Instructions to follow
Omit the pictures, and output the rest of the entries exactly as written.
Information shown: Begin
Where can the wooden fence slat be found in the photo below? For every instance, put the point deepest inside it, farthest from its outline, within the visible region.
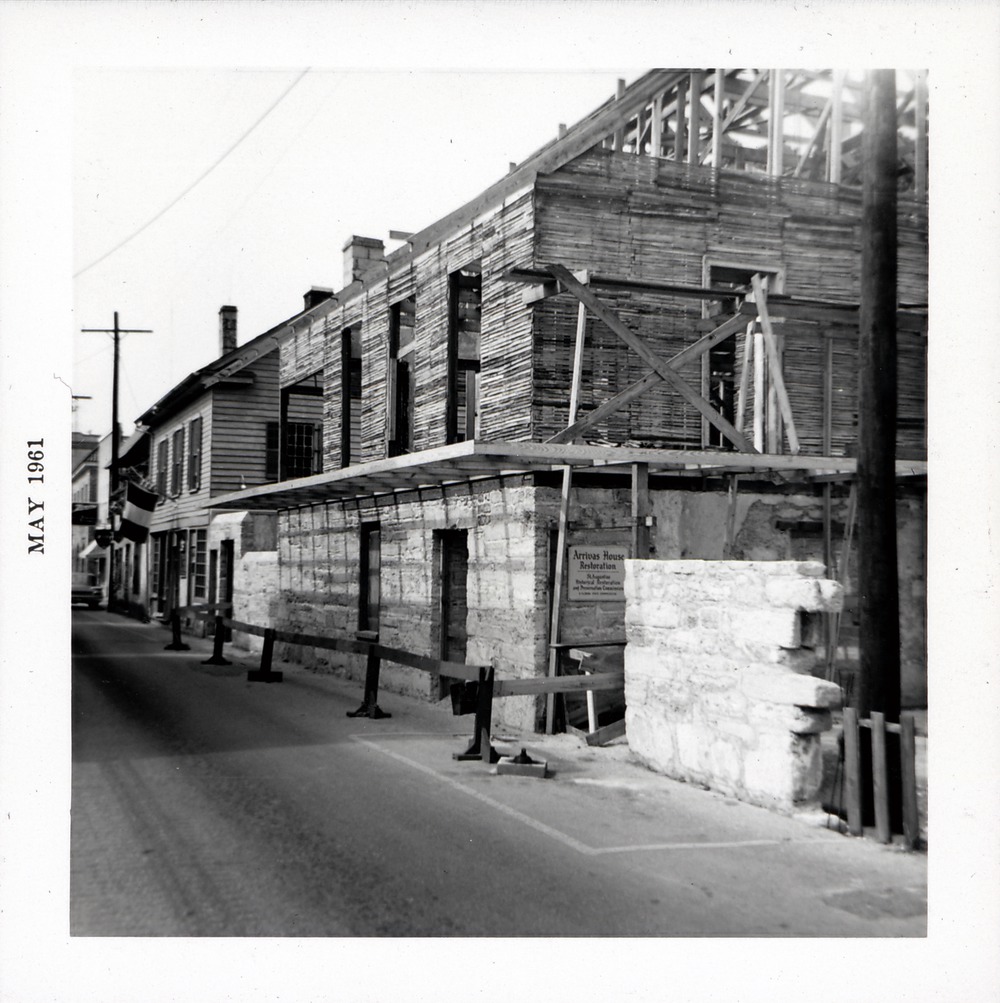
(852, 771)
(559, 684)
(908, 753)
(880, 777)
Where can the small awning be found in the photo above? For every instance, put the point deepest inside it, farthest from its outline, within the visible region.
(464, 461)
(87, 551)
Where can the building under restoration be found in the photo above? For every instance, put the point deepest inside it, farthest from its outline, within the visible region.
(641, 342)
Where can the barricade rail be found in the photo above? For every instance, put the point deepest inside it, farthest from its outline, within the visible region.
(476, 689)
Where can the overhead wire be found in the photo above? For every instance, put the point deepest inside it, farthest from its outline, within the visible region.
(198, 181)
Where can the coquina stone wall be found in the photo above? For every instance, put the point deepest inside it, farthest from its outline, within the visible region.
(717, 674)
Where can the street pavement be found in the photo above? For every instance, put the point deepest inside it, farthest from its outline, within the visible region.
(205, 804)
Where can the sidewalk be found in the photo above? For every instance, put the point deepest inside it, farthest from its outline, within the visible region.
(569, 756)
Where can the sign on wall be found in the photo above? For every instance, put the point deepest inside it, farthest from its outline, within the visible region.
(597, 572)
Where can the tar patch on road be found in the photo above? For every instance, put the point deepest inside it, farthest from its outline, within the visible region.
(869, 904)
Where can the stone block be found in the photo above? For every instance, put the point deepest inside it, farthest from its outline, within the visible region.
(776, 685)
(768, 627)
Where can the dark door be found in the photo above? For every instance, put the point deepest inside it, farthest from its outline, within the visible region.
(454, 599)
(226, 562)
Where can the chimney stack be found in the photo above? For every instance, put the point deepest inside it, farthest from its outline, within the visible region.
(317, 295)
(360, 254)
(227, 329)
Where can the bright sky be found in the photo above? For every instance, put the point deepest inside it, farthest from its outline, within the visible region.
(336, 152)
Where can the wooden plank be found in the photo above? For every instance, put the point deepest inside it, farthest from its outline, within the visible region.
(777, 379)
(559, 684)
(608, 733)
(651, 358)
(837, 128)
(630, 393)
(853, 772)
(908, 754)
(880, 777)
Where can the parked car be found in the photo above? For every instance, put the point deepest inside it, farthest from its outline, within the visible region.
(84, 591)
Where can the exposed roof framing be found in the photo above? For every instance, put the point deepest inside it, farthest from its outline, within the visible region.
(464, 461)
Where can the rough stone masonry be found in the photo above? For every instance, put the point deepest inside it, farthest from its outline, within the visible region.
(717, 677)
Information shown: End
Answer
Where can the wooden fence slat be found in the photo below? For every instance, put the point deepest inside it, farthest from its outline, within the visible region.
(852, 771)
(559, 684)
(908, 753)
(880, 777)
Where can the small awning be found in the photo above? For every instance, put the point deepest inside it, farthest from its outline, within the visible region.
(464, 461)
(87, 551)
Where can the building under restoration be found in the photo above? For every instance, put the point deepest inside it, farthest from its outline, within the visible region.
(641, 342)
Where can the barricade rail be found in the photo above? For every instance, put the point deepest inside it, farthest from its outline, within the visible region.
(476, 689)
Where can the overhead wire be found in the photo above? For every instance, put the point deepest inside it, farthest from its outline, within the visible region.
(198, 181)
Where can the coquina stone wall be found in the photo above? For every instance, put the point deepest inside it, farthest from its outline, within the visible region.
(717, 674)
Where can the street pavement be found in the photo above? For every instance, put the point deepest inside it, farthest from its outline, within the visible region.
(205, 804)
Where can the sidewalk be found in the photo above? For every instance, put the point deepest inside it, farthest from its outline, within the visible region.
(569, 756)
Where can the sign on wall be found in the photo above? For every instance, put the point deepest inside it, farthest from its outline, within the visible region.
(597, 572)
Where can the tar patch on road be found in the photo above? For every instance, put the point deepest inside it, farthest from its outline, within the visible region.
(869, 904)
Where can the stone block be found in the photo above? For every instance, put the point deepest inside it, farthest from its outline, within the visible region.
(776, 685)
(768, 627)
Where can the dark door be found in the photo above? For every instance, put the point deepest inside it, farthest from its outline, within the visible region.
(454, 599)
(226, 562)
Where can the chimney stack be found in the photo above? For every instance, put the point deepest inside it, farthest from its outline, within the visible region.
(317, 295)
(360, 254)
(227, 329)
Where can the bright sky be found in the photo above? For every instance, put the point deepest inside it, farthest from its outline, within the visible region.
(336, 152)
Where can the wooden plank be found in the photo above? For every instance, put the point deepest inside it, farthest from its outline, within the visible region.
(777, 379)
(559, 684)
(608, 733)
(651, 358)
(837, 128)
(630, 393)
(853, 772)
(908, 754)
(880, 777)
Where can the parked car be found in the photo above? For every instance, put the point deepest inside it, farthest from its outline, within the visible region.
(84, 591)
Where can the exposed roof framing be found in the photo above? For every instance, put the point deepest inside it, farthest from its outline, within the visible region.
(464, 461)
Where can the rough stone masonry be found in the photo above? For every instance, put the point deepest inside it, farthest from its outline, within the visible region.
(717, 677)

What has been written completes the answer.